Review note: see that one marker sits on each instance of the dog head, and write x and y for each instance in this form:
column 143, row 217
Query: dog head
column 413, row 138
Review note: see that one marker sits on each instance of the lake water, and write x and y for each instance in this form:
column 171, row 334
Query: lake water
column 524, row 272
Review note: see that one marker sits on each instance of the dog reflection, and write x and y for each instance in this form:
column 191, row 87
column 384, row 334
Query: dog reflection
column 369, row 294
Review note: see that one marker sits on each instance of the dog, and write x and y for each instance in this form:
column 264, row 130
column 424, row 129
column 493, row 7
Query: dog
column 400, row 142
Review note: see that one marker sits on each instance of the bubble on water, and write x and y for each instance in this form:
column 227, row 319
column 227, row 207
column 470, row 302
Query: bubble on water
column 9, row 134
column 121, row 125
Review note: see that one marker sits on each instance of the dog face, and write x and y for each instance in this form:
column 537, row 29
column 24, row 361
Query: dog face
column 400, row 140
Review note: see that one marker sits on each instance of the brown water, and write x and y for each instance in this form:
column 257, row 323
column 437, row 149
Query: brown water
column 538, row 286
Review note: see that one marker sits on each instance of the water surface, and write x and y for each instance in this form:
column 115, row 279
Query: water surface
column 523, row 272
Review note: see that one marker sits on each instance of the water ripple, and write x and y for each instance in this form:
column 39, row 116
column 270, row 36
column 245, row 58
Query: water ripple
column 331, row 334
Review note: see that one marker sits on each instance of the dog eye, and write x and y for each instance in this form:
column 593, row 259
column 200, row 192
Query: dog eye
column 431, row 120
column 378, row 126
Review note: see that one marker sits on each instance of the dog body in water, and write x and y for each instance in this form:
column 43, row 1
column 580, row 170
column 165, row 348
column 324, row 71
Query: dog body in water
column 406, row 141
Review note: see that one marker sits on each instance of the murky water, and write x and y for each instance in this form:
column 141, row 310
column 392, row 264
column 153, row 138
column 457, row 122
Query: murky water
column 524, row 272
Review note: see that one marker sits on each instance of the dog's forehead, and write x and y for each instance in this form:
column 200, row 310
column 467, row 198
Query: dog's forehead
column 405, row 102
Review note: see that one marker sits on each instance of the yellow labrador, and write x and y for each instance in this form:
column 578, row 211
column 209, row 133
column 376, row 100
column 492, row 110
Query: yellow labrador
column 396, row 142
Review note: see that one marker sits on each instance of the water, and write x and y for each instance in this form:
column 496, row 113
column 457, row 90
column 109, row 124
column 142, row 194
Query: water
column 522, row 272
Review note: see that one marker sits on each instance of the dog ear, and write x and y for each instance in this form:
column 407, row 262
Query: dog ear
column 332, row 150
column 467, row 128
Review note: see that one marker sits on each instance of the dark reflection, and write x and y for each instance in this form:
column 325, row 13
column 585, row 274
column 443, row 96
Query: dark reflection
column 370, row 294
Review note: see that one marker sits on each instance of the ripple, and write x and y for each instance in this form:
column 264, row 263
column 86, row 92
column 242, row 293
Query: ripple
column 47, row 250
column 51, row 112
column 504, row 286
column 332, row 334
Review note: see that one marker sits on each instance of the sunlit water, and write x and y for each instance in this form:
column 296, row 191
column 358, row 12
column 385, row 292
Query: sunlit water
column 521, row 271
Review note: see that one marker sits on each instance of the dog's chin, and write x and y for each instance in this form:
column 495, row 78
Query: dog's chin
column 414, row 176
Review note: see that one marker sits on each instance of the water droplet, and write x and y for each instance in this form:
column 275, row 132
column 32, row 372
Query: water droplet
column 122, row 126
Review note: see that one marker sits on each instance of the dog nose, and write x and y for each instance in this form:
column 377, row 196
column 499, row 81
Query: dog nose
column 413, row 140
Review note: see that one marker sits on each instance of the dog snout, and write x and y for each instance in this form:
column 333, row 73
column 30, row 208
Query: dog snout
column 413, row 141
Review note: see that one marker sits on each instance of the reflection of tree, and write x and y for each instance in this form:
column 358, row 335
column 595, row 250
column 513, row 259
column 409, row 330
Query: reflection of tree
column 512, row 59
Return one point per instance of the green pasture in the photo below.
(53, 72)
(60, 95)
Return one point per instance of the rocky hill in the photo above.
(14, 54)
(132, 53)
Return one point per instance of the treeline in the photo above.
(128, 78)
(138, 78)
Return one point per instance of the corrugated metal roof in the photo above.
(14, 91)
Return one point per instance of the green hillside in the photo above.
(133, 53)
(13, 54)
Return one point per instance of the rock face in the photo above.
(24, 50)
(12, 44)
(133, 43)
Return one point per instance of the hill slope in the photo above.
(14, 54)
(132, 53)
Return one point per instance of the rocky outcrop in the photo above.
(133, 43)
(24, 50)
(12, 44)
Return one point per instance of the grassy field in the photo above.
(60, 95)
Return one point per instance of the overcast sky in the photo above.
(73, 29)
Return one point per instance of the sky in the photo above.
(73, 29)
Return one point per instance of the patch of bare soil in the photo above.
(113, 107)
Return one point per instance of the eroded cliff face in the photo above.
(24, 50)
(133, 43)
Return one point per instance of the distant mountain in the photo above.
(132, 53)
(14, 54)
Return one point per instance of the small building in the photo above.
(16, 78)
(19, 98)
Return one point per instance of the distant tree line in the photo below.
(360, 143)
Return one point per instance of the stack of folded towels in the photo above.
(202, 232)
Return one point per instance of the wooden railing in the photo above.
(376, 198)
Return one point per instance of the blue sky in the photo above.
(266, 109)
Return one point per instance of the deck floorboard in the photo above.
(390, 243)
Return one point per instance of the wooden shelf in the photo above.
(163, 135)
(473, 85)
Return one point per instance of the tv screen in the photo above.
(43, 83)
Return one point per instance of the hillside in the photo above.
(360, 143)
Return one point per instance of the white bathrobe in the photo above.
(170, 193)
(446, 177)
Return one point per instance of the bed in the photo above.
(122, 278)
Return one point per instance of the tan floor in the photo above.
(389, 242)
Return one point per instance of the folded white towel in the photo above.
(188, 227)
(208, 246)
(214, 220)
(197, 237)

EXERCISE DIRECTIONS:
Everything in the listing must be written out again without any change.

RESULT BELOW:
Review note: see that one marker sits on each instance of the dog head, and write x and y for each instance in this form:
column 143, row 217
Query: dog head
column 413, row 138
Review note: see that one marker sits on each instance of the lake water, and write x and y for each instance in this form:
column 171, row 334
Query: lake water
column 524, row 272
Review note: see that one marker sits on each instance of the dog reflection, and write x and y for each instance in this form:
column 191, row 87
column 384, row 334
Query: dog reflection
column 369, row 294
Review note: see that one marker sits on each instance of the dog, and write x and y for each instance in this form:
column 264, row 130
column 424, row 129
column 493, row 7
Query: dog
column 400, row 142
Review note: see that one marker sits on each instance of the bubble on water, and write x and y for each instance in this form:
column 227, row 319
column 227, row 207
column 470, row 302
Query: bubble on water
column 9, row 134
column 121, row 125
Review note: see that one marker sits on each instance of the dog face, and write x and y for each instance in this form:
column 537, row 29
column 24, row 361
Query: dog face
column 400, row 140
Review note: see that one marker sits on each instance of the brown water, and write x and y for each instance in this form:
column 257, row 323
column 437, row 149
Query: brown water
column 538, row 286
Review note: see that one marker sits on each instance of the water surface, and write x and y for each instance in this form:
column 115, row 279
Query: water surface
column 523, row 272
Review note: see that one marker sits on each instance of the water ripple, and write x and y for each instance in this form:
column 39, row 116
column 270, row 36
column 245, row 58
Query: water ripple
column 331, row 334
Review note: see that one marker sits on each instance of the dog eye, and write x and y for each instance in this form:
column 593, row 259
column 200, row 192
Query: dog eye
column 431, row 120
column 378, row 126
Review note: see that one marker sits on each instance of the dog body in water, and write x and y for each instance in this form:
column 43, row 1
column 580, row 170
column 165, row 348
column 324, row 71
Query: dog body in water
column 406, row 141
Review note: see that one marker sits on each instance of the murky water, and write x and y for each instance in this form:
column 141, row 310
column 392, row 264
column 153, row 138
column 457, row 122
Query: murky water
column 524, row 272
Review note: see that one marker sits on each instance of the dog's forehead, and write x and y for each instance in this form:
column 200, row 310
column 467, row 198
Query: dog's forehead
column 405, row 102
Review note: see that one marker sits on each instance of the yellow labrador, and write x and y for each instance in this form:
column 578, row 211
column 209, row 133
column 376, row 100
column 492, row 110
Query: yellow labrador
column 396, row 142
Review note: see that one marker sits on each instance of the water, and write x and y for each instance in this form:
column 496, row 113
column 457, row 90
column 109, row 124
column 142, row 194
Query: water
column 522, row 272
Review note: see that one marker sits on each instance of the dog ear, and write x and y for each instance in this form:
column 407, row 262
Query: dog ear
column 332, row 150
column 467, row 128
Review note: see that one marker sits on each instance of the dark reflection, and write x and y for each instance in this form:
column 325, row 13
column 585, row 274
column 443, row 96
Query: dark reflection
column 370, row 294
Review note: see that one marker sits on each instance of the ripple, and write x and y for each instance in this form:
column 264, row 263
column 86, row 92
column 242, row 293
Query: ripple
column 47, row 250
column 51, row 112
column 504, row 286
column 332, row 334
Review note: see that one marker sits on each instance of the sunlit water, and write x and y for each instance in this form:
column 296, row 191
column 358, row 12
column 385, row 292
Query: sunlit water
column 521, row 271
Review note: see that one marker sits on each instance of the dog's chin, and write x and y for each instance in this form:
column 495, row 78
Query: dog's chin
column 414, row 176
Review note: see that one marker sits on each instance of the water droplet, and write x and y for each instance in this form:
column 275, row 132
column 32, row 372
Query: water droplet
column 122, row 126
Review note: see that one marker sits on each instance of the dog nose, and write x and y for each instance in this form:
column 377, row 196
column 499, row 81
Query: dog nose
column 413, row 140
Review note: see that one marker sits on each instance of the dog snout, and write x and y for each instance in this form:
column 333, row 73
column 30, row 208
Query: dog snout
column 413, row 141
Review note: see that one marker sits on each instance of the reflection of tree, and write x and y for each instance in this form:
column 358, row 335
column 595, row 250
column 513, row 259
column 409, row 330
Query: reflection of tree
column 512, row 59
Return one point per instance of the green pasture in the photo below.
(53, 72)
(60, 95)
Return one point per instance of the rocky hill in the photo above.
(14, 54)
(132, 53)
Return one point per instance of the treeline in the photo above.
(128, 78)
(138, 78)
Return one point per instance of the corrugated metal roof in the photo above.
(14, 91)
Return one point per instance of the green hillside in the photo above.
(133, 53)
(13, 54)
Return one point per instance of the rock face in the photo above.
(24, 50)
(12, 44)
(133, 43)
Return one point per instance of the hill slope in the photo above.
(14, 54)
(132, 53)
Return one point per instance of the rocky outcrop in the photo above.
(133, 43)
(24, 50)
(12, 44)
Return one point per instance of the grassy field in the photo above.
(60, 95)
Return one point per instance of the overcast sky in the photo above.
(73, 29)
Return one point per instance of the sky in the photo above.
(73, 29)
Return one point per instance of the patch of bare soil in the photo above.
(113, 107)
Return one point per instance of the eroded cliff face in the photo above.
(24, 50)
(133, 43)
Return one point per instance of the distant mountain in the photo above.
(132, 53)
(14, 54)
Return one point per instance of the small building in the photo above.
(16, 78)
(19, 98)
Return one point per instance of the distant tree line in the photo below.
(360, 143)
Return one point per instance of the stack of folded towels in the photo above.
(202, 232)
Return one point per instance of the wooden railing in the photo above.
(376, 198)
Return one point per instance of the blue sky in the photo above.
(266, 109)
Return one point per instance of the deck floorboard in the photo above.
(390, 243)
Return one point per instance of the wooden shelf in the photo above.
(163, 135)
(473, 85)
Return one point per instance of the tv screen in the photo above.
(43, 83)
Return one point per instance of the hillside in the photo above.
(360, 143)
Return one point per instance of the white bathrobe in the photo above.
(170, 193)
(446, 177)
Return one point per instance of the bed in the photo above.
(122, 278)
Return one point per instance of the tan floor in the photo above.
(389, 242)
Return one point per instance of the folded white towel in the photo above.
(188, 227)
(208, 246)
(214, 220)
(197, 237)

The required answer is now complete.